> _Passage_:
* * *

# Worst Movie of the Decade



## MartialHorror (Dec 27, 2009)

I probably won't turn this into a flat out tournament like the 'Best Movie' threads are....but figured I'd throw this out anyway.

As for mine.......

Gamer: This is an odd movie for me to hate, but I do. It's one of those films that are just annoying......

Disaster Movie: The only funny part is when Alvin and the Chipmunks go death metal.....The Juno and Enchanted Spoofs were pretty good too.....Otherwise, a very annoying movie with too many dance videos. 

Those are the only 2 I can think of that I've given a 0.5/4 stars.....Maybe you guys have some more.


----------



## Ennoea (Dec 27, 2009)

Obligatory Epic Movie, Disaster Movie, Meet the Spartans.

Now the real list:
Tuxedo
Men in Black II
Street Fighter Chun Li
DBZ evolution
AVP 2
RollerBall

Here are the two worst movies ever made:
Alone in the Dark 
BALLISTIC: ECKS VS. SEVER

Absoulte shit, both films are so inept its shocking.


----------



## Taleran (Dec 27, 2009)

Transformers 2

not only is it horrible, it is long


----------



## ez (Dec 27, 2009)

i thought we had this thread already 

well, i say ballistic: ecks vs sever and the happening need nods.


----------



## Noda. B (Dec 27, 2009)

Well the worst movie I saw this decade was spiderman 3. I'm sure there were worse, but this was the only one that got me to waste money on it.


----------



## Ennoea (Dec 27, 2009)

Films I actually feel I wasted money on would be Spiderman 3, The happening and Teeth.


----------



## Rukia (Dec 27, 2009)

Catwoman
House of the Dead
House of the Dead 2
BloodRayne
Daredevil
Battlefield Earth
Ecks vs. Sever
Glitter
Gigli
Lord of the Rings Trilogy
Crossroads


----------



## MartialHorror (Dec 27, 2009)

Oh dear, I forgot about "House of the Dead"...


----------



## ethereal (Dec 27, 2009)

Rukia said:


> Catwoman
> House of the Dead
> House of the Dead 2
> BloodRayne
> ...



This. Also:

Basic Instinct 2
I Know Who Killed Me
10,000 B.C.
Dragonball Evolution
Scooby-Doo 1 & 2
Son of the Mask


----------



## ez (Dec 27, 2009)

cozen said:


> many of the films mentioned here would also go on my list. i enjoyed _Indiana Jones and the Kingdom of the Crystal Skull _tho.
> 
> but ballistic: ecks vs sever is a must mention.
> 
> ...




there...i knew i posted in a topic like this before...


----------



## excellence153 (Dec 27, 2009)

New Moon

What do I win?


----------



## Hyouma (Dec 27, 2009)

cozen, biggest disappointent is not worst movie of the decade. You can be majorly disappointed because of high expectations, but that doesn't necessarily mean the movie sucks.

I'm voting for Big Momma's House 2, Son of the Mask and House of Wax.


----------



## ez (Dec 27, 2009)

* * *

> _Named-object pointing listing_:
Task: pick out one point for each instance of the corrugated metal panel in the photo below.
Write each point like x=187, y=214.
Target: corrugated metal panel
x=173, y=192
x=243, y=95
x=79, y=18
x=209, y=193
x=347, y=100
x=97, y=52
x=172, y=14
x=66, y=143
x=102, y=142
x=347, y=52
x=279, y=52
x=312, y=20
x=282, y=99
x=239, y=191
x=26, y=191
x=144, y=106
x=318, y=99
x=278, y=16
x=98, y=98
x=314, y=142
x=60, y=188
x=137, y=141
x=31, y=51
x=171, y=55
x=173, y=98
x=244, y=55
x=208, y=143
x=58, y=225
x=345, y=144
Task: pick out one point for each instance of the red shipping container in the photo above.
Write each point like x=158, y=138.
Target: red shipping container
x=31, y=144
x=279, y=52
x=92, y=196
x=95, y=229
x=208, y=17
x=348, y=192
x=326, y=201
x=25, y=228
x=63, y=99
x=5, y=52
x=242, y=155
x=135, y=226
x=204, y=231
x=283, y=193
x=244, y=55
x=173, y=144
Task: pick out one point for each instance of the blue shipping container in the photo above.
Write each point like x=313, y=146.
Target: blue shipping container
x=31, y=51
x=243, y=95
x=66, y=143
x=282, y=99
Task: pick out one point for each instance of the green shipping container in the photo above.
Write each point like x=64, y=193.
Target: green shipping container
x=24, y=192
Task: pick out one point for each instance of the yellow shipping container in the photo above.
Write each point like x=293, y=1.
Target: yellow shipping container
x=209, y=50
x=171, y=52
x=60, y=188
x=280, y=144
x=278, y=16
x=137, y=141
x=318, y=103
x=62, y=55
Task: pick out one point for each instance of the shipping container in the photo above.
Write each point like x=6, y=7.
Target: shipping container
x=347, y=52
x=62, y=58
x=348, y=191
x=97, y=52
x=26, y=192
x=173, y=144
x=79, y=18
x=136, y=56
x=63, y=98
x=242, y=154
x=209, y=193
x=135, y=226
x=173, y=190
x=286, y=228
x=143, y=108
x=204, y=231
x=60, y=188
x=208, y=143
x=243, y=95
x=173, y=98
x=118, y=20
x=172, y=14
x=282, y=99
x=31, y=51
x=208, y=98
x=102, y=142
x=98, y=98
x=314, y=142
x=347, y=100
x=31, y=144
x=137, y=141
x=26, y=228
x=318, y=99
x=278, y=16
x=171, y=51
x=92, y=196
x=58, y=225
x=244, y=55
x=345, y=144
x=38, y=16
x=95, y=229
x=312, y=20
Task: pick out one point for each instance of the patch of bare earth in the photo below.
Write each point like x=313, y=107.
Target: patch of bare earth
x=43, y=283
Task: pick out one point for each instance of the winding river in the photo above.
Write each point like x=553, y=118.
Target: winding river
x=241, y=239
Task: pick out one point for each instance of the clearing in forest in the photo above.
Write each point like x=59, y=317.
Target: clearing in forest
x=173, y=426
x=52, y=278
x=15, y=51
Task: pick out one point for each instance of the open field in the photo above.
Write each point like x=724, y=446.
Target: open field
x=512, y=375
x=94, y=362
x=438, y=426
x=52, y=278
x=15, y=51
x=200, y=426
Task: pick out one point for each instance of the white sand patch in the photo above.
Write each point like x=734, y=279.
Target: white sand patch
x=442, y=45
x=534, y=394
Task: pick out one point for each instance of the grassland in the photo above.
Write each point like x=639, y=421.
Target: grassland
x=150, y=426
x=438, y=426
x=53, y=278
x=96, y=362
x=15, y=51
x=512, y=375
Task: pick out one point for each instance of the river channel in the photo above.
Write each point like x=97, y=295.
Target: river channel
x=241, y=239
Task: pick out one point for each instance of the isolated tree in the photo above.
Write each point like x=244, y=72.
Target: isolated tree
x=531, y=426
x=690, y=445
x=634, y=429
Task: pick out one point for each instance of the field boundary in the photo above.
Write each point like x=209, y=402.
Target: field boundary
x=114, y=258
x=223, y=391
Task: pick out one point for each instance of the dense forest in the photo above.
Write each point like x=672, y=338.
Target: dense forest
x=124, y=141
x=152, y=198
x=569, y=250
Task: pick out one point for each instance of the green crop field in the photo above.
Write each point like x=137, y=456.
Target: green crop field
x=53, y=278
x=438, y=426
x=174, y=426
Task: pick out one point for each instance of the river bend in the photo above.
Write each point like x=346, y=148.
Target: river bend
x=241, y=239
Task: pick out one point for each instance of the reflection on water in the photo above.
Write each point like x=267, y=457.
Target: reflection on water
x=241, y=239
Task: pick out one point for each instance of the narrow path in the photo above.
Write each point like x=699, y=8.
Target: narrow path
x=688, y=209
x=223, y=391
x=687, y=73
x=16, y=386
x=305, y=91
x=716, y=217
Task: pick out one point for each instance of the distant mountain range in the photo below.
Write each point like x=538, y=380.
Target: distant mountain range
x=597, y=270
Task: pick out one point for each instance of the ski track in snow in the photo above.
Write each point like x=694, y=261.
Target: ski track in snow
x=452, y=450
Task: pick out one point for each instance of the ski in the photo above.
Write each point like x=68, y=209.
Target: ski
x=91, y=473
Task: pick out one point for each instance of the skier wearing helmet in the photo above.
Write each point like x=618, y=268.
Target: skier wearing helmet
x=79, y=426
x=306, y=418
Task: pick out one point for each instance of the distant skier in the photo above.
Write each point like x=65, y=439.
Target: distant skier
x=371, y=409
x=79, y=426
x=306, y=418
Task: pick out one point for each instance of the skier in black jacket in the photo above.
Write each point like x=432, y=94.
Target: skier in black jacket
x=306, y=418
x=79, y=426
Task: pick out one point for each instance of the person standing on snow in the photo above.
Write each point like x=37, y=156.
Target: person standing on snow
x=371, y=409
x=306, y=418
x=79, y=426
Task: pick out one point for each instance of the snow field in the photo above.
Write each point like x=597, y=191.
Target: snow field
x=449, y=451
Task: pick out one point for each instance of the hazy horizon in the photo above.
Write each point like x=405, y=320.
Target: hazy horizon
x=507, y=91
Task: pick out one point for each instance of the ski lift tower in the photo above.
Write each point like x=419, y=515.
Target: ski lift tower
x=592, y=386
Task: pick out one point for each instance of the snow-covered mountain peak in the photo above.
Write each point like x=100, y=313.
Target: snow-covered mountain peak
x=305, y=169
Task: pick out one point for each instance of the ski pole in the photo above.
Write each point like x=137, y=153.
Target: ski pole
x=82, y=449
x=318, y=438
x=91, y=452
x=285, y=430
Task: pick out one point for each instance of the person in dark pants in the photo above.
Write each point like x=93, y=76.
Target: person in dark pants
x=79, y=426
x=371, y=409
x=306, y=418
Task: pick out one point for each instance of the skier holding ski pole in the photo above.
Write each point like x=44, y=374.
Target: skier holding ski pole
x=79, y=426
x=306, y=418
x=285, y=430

* * *

> _Aim_: Repeat, word for word, the part of the worst-movie thread running from "# Worst Movie" down to "are just annoying......". The listing bears no relation to the thread on the worst movie of the decade.

> _The result_:
# Worst Movie of the Decade



## MartialHorror (Dec 27, 2009)

I probably won't turn this into a flat out tournament like the 'Best Movie' threads are....but figured I'd throw this out anyway.

As for mine.......

Gamer: This is an odd movie for me to hate, but I do. It's one of those films that are just annoying......